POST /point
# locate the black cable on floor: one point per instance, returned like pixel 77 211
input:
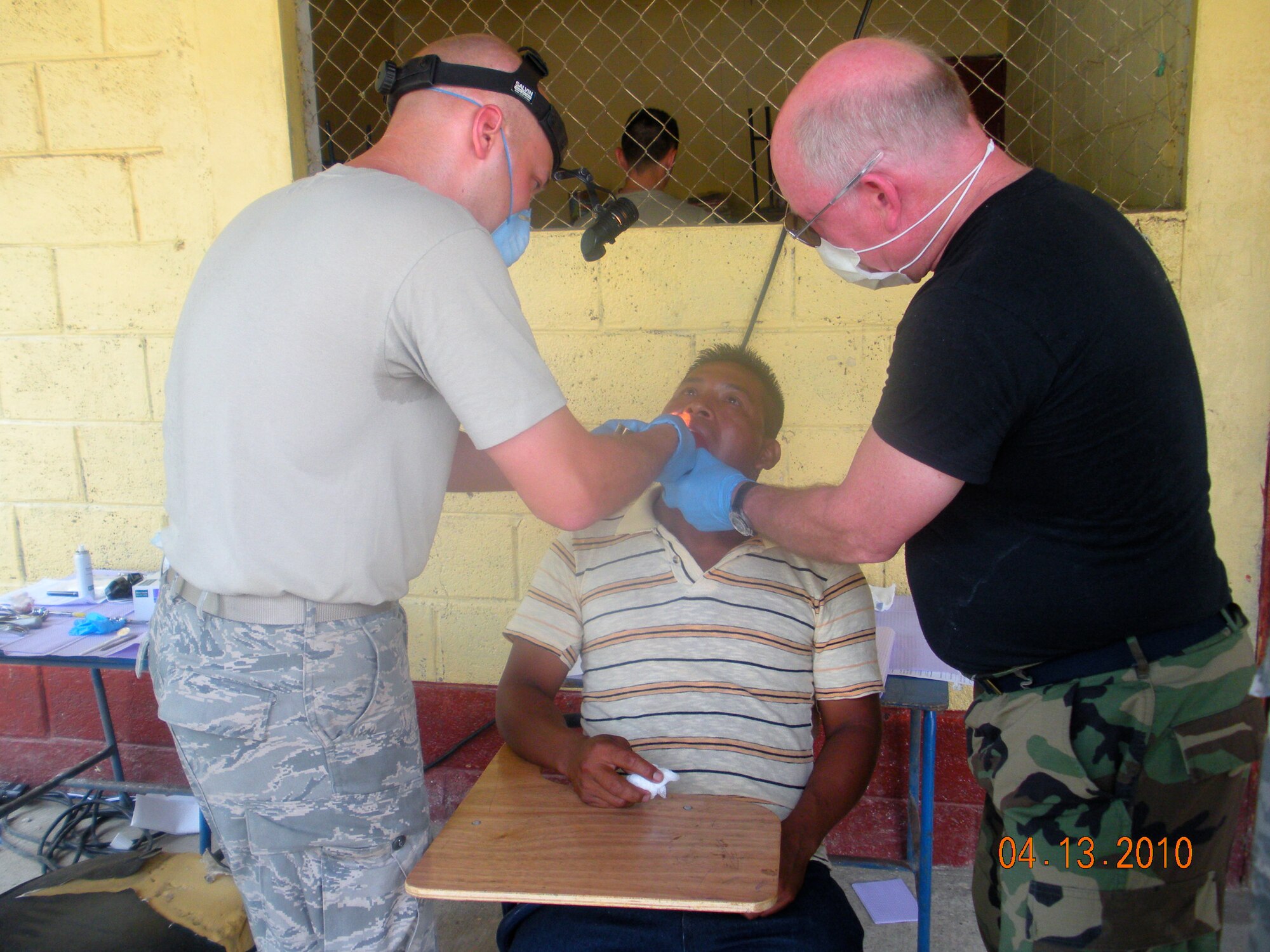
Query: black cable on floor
pixel 78 832
pixel 460 744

--*--

Written exercise
Reproduce the lines above verbatim, omitting the picture.

Result of the exercise
POST /point
# locate the black cable on floor: one point per instance, returned like pixel 77 211
input:
Query: black cable on floor
pixel 78 832
pixel 460 744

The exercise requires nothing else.